### Given entries ###
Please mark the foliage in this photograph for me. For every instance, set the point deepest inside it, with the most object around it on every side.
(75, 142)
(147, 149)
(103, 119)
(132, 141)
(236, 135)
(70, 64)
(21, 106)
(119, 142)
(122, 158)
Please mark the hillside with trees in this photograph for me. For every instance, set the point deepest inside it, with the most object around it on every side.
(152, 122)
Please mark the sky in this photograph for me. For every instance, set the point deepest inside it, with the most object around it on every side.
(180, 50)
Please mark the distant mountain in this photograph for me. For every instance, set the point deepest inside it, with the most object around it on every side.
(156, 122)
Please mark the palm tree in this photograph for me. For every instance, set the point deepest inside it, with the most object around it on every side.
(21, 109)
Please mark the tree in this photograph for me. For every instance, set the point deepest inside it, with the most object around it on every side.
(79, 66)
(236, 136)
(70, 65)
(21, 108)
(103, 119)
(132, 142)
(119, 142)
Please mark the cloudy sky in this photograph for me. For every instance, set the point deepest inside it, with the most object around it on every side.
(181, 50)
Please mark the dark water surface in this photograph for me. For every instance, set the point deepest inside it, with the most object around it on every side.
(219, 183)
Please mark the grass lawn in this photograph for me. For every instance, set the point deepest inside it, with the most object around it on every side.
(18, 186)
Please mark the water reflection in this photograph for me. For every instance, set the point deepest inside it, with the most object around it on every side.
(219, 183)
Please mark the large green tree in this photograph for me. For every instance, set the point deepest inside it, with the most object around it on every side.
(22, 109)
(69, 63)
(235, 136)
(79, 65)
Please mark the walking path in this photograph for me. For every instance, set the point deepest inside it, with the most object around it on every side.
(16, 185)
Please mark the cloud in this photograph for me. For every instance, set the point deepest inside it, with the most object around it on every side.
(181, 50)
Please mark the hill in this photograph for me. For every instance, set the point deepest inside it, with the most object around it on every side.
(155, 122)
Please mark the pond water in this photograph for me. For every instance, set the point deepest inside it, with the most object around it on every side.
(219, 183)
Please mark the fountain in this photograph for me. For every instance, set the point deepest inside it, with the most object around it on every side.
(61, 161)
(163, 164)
###
### Given entries ###
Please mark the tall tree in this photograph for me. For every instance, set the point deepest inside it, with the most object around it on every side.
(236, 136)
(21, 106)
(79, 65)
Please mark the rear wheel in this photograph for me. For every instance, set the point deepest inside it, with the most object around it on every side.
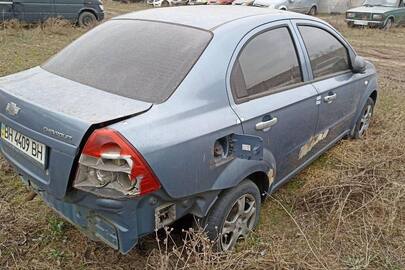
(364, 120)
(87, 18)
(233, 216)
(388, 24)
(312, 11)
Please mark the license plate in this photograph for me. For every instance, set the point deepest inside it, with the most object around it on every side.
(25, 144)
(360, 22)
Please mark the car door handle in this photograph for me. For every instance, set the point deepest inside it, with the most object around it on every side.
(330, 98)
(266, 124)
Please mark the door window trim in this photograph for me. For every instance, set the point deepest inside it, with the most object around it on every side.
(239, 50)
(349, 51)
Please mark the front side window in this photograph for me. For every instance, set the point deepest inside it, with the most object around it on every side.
###
How many lines of the material contain the word "water", matching case? Reply with the number alone.

3